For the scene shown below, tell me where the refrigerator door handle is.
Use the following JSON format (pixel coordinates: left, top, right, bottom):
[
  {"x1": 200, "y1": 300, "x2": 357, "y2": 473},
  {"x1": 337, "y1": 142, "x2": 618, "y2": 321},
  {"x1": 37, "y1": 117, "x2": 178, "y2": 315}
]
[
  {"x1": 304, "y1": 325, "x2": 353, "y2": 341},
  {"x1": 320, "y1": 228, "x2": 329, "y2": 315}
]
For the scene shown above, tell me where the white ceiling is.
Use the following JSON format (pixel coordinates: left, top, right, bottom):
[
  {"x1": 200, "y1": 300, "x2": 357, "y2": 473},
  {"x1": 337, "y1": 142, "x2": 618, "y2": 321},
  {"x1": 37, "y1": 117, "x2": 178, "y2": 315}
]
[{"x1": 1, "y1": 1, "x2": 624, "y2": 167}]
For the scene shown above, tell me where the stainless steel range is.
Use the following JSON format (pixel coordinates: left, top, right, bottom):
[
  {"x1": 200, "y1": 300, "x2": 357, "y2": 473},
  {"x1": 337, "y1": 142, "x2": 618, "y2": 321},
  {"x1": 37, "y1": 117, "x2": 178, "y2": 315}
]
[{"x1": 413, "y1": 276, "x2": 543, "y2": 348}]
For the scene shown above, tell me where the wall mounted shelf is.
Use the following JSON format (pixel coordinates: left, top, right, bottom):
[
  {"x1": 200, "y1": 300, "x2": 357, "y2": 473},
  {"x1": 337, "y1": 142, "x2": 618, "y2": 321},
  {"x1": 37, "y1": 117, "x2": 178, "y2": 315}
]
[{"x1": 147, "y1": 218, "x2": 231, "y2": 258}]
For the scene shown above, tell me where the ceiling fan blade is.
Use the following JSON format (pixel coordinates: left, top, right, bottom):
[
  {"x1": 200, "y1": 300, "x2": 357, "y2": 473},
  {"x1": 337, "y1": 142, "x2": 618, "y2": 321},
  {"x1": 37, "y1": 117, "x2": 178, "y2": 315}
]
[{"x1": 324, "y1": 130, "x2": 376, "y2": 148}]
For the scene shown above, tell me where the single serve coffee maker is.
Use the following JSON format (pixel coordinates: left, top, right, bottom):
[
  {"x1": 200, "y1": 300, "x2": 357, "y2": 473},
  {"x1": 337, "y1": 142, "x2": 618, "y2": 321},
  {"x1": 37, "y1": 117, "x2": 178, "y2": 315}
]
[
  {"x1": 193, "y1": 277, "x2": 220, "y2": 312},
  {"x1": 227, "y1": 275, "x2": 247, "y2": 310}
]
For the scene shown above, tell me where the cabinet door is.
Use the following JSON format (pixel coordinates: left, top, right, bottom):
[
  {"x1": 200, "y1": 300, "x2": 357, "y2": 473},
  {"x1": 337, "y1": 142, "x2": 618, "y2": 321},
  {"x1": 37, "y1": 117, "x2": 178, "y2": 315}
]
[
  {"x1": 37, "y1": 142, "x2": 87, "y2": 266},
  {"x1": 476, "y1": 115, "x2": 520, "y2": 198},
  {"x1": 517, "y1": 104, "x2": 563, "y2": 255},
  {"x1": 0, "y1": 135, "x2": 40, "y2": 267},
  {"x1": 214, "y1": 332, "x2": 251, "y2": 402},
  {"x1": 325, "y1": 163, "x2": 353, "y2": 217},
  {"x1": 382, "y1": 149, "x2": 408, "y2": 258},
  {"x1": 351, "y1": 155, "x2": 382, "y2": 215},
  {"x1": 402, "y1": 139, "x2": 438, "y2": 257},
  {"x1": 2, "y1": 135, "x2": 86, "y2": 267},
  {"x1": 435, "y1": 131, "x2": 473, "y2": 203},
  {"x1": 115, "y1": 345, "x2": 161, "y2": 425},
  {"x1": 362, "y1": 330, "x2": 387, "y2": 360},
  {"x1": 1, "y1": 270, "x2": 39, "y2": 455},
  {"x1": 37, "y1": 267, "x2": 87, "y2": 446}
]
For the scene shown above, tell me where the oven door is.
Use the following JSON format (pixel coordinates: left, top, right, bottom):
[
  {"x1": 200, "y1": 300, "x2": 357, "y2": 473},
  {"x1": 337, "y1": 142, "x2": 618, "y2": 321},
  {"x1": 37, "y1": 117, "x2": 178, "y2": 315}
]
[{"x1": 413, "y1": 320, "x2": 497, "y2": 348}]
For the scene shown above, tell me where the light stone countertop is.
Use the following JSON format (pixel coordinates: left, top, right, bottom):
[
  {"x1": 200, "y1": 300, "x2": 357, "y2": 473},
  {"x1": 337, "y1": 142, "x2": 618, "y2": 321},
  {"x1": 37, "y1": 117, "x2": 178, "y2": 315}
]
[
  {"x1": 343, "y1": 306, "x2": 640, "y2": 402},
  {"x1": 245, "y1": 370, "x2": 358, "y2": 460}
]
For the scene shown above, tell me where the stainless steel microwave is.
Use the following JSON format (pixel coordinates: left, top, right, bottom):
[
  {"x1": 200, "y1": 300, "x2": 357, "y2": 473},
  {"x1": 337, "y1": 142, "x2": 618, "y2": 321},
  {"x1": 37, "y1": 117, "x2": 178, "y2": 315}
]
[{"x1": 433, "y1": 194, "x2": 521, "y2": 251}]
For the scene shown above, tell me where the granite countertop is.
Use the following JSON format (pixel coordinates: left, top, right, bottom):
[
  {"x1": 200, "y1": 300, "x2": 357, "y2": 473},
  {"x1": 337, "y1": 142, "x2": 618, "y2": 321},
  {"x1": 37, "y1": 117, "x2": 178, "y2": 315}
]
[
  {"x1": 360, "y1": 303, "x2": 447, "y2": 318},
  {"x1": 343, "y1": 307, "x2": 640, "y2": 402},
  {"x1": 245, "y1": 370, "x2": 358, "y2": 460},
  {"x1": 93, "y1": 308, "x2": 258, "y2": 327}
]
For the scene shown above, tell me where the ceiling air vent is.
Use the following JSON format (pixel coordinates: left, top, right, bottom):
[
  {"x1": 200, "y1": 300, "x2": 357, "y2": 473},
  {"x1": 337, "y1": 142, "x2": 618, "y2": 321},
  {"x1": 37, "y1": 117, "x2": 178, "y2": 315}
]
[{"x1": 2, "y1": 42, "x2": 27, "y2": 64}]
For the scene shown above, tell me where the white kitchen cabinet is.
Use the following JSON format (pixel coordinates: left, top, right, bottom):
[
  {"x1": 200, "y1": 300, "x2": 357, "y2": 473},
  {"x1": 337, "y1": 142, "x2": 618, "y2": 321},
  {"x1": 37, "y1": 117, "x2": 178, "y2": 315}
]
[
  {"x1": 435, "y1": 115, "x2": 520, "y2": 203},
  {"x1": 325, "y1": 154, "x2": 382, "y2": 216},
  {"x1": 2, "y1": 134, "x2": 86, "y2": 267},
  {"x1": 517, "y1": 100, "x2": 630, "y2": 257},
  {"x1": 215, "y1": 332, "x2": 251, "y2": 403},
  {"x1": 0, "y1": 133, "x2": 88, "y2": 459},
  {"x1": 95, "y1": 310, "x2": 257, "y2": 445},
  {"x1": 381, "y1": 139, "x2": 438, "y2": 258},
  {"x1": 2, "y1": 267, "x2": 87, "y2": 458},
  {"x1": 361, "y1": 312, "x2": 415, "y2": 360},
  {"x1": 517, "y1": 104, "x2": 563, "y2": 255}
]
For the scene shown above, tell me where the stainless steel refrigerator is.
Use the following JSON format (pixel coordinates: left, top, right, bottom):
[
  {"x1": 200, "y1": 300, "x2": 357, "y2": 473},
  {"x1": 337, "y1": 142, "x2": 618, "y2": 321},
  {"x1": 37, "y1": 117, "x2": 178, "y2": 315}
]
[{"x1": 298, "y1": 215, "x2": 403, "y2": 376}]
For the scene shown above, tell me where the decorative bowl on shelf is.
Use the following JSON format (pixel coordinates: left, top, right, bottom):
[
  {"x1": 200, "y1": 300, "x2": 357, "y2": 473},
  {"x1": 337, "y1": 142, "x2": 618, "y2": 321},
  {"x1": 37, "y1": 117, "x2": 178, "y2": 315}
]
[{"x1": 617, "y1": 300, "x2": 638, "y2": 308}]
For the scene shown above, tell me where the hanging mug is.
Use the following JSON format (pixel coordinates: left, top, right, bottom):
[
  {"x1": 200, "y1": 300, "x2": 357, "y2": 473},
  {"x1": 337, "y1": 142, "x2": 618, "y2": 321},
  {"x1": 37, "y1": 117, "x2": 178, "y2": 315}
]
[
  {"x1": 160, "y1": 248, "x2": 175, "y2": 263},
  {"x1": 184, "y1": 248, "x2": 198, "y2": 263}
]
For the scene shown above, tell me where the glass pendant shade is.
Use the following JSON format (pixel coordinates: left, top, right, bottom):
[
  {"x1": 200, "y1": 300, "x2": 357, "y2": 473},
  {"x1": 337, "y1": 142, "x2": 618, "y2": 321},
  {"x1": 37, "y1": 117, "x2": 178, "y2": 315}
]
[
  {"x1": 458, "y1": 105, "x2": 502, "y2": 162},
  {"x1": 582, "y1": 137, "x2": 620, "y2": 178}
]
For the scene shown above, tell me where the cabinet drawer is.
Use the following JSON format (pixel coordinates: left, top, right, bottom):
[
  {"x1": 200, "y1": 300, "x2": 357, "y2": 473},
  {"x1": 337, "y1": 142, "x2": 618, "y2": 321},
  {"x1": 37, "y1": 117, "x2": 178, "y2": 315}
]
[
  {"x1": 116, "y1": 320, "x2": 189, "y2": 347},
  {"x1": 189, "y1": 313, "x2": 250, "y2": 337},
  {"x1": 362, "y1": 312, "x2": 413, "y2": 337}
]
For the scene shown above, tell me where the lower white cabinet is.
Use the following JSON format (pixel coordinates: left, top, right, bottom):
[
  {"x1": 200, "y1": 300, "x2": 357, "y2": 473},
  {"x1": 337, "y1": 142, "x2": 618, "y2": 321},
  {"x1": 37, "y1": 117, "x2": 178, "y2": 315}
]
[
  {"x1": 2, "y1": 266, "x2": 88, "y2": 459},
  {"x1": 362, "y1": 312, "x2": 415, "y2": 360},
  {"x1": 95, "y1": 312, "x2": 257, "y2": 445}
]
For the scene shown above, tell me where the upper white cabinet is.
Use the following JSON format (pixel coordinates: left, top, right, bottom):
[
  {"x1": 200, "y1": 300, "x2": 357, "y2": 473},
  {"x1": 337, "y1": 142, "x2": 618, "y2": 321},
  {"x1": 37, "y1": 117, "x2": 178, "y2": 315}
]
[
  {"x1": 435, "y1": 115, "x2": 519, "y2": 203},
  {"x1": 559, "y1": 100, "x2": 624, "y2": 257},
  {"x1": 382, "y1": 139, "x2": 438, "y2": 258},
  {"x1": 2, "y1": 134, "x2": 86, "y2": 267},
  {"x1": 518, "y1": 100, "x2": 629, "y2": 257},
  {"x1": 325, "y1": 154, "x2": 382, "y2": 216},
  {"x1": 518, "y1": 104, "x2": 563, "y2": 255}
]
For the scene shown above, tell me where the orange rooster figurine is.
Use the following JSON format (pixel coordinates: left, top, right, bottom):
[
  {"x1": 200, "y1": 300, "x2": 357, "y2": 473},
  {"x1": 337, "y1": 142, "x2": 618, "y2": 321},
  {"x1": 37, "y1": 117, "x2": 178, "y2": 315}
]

-----

Stated goal: Retype exactly, please, each line from the line that contains "For the scene shown above, tell me where the orange" through the last line of the entries above, with nothing added.

Output below:
For the scene shown above, tell me where the orange rooster figurine is.
Use the following JSON format (pixel coordinates: left, top, right, bottom):
[
  {"x1": 200, "y1": 300, "x2": 357, "y2": 473},
  {"x1": 337, "y1": 142, "x2": 618, "y2": 321},
  {"x1": 37, "y1": 117, "x2": 178, "y2": 315}
]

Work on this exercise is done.